PROBLEM 1
Reproduce the passage of the Bach concert review starting at "Johann Sebastian Bach" and ending at "time of year.".

ARTICLE
((

Johann Sebastian Bach held the position of Thomaskantor in Leipzig for almost three decades, providing music for four of the city’s churches, and producing a vast catalogue of music for the Lutheran services – including a wealth of beautiful music for his many Christmases in the city. He wasn’t afraid to reuse and rework earlier material for these sacred purposes, but his Christmas music is nonetheless some of the most beautiful on offer – and, in these refined, thoughtful performances by period instrument ensemble Bach Akademie Australia in Sydney’s Christ Church St Laurence, a welcome counterpoint to the performances of Handel’s Messiah so ubiquitous at this time of year.

Bach Akademie AustraliaMadeleine Easton, Anna Sandström and Bach Akademie Australia. Photo © Noni Caroll 

The musicians of Bach Akademie Australia, led by violinist Madeleine Easton, opened the concert with the BWV 151 cantata, Süsser Trost, or Sweet Comfort, which – like many of the works in this program – features a prominent flute part. The wooden baroque flute or traverso has a sweeter, more delicate sound than the metal orchestral flute we know today, and it is this quality that Bach harnessed in this Christmas Cantata, written for the third day of Christmas in 1725, during the first few years of his tenure in Leipzig. In the hands of Mikaela Oberg, it was particularly exquisite, her timbre soon echoed by soprano Anna Sandström, who gave a clear, bell-like account of the opening aria, bringing a celebratory lightness to the florid ornamentation on the words “Herz und Seele freuert sich” (heart and soul rejoice). As they would have in Bach’s day, the soloists emerged from the choir itself, giving well-judged performances throughout, the chorus giving the final, emphatic word on the cantata.

))

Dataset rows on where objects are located
((

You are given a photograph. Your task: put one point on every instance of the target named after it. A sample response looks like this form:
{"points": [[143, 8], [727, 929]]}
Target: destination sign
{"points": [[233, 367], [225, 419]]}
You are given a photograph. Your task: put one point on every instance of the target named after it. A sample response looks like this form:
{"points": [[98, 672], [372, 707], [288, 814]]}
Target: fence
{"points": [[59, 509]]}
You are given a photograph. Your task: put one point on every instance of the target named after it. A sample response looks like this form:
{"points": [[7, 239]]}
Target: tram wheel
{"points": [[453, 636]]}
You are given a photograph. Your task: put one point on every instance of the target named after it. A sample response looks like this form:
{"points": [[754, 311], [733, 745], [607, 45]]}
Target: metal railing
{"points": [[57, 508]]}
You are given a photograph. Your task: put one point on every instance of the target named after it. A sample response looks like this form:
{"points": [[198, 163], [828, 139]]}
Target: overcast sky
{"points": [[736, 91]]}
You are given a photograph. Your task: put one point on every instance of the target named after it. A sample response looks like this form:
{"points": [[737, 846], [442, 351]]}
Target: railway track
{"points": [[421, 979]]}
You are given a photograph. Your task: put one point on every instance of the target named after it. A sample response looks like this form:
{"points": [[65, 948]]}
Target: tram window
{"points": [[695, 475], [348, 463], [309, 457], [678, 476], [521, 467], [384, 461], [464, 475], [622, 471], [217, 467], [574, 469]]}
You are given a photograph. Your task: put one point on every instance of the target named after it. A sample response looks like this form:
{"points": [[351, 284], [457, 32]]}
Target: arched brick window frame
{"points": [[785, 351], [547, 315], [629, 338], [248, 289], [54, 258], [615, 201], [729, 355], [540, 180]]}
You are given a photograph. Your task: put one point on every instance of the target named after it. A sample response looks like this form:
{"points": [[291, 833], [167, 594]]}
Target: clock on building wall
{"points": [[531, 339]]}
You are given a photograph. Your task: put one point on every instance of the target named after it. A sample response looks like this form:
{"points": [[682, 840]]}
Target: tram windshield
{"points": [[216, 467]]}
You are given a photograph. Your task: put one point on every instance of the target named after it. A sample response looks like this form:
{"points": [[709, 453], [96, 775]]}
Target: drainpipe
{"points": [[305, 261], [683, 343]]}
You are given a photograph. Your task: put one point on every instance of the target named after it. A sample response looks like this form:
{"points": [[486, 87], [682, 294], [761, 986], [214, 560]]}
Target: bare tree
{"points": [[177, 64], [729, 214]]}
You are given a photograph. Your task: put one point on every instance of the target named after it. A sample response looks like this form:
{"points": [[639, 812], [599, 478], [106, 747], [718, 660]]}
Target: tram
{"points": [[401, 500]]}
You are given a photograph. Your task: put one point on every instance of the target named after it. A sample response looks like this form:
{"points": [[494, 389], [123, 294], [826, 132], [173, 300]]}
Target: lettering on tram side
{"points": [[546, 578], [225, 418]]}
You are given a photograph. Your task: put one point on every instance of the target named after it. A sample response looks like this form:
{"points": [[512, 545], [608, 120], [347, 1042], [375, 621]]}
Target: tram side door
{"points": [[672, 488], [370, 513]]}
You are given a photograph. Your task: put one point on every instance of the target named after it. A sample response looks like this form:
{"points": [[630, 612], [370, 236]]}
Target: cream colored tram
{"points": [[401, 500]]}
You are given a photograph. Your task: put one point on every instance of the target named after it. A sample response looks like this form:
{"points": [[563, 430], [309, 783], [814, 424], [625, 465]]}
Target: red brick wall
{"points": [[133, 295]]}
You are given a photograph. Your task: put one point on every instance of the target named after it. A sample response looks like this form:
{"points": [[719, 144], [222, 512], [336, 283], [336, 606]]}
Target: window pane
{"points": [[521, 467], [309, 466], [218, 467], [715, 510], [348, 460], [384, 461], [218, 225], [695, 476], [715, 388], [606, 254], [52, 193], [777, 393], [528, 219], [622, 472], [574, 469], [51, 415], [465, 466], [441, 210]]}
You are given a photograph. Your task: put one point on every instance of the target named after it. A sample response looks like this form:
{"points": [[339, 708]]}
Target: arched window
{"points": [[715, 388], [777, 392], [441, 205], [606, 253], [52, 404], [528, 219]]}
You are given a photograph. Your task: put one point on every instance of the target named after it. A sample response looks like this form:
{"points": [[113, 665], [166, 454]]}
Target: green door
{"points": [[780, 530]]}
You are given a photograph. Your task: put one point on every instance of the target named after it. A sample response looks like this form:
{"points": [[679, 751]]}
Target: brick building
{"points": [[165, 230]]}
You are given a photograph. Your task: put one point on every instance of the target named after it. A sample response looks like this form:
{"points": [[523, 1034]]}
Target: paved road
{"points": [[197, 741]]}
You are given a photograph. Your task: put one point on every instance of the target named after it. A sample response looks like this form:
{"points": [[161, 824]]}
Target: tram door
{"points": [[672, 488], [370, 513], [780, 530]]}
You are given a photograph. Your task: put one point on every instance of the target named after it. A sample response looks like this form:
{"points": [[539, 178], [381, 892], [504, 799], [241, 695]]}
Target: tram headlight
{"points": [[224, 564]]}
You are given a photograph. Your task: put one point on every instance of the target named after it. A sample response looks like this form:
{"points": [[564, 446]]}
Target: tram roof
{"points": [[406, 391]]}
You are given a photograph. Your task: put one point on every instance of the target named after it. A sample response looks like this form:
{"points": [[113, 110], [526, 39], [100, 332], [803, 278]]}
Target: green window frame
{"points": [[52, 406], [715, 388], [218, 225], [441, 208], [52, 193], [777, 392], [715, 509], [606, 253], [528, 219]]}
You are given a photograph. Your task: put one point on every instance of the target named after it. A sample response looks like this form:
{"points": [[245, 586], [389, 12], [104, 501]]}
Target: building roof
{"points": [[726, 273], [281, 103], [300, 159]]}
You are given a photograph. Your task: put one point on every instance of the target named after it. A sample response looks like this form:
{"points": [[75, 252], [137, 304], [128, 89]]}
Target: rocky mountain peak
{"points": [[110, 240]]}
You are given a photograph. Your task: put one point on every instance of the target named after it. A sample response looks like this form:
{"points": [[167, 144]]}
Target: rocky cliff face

))

PROBLEM 2
Collect every line of the listing that contains the word "frame".

WRITTEN REPLY 1
Johann Sebastian Bach held the position of Thomaskantor in Leipzig for almost three decades, providing music for four of the city’s churches, and producing a vast catalogue of music for the Lutheran services – including a wealth of beautiful music for his many Christmases in the city. He wasn’t afraid to reuse and rework earlier material for these sacred purposes, but his Christmas music is nonetheless some of the most beautiful on offer – and, in these refined, thoughtful performances by period instrument ensemble Bach Akademie Australia in Sydney’s Christ Church St Laurence, a welcome counterpoint to the performances of Handel’s Messiah so ubiquitous at this time of year.

WRITTEN REPLY 2
Target: arched brick window frame
Target: green window frame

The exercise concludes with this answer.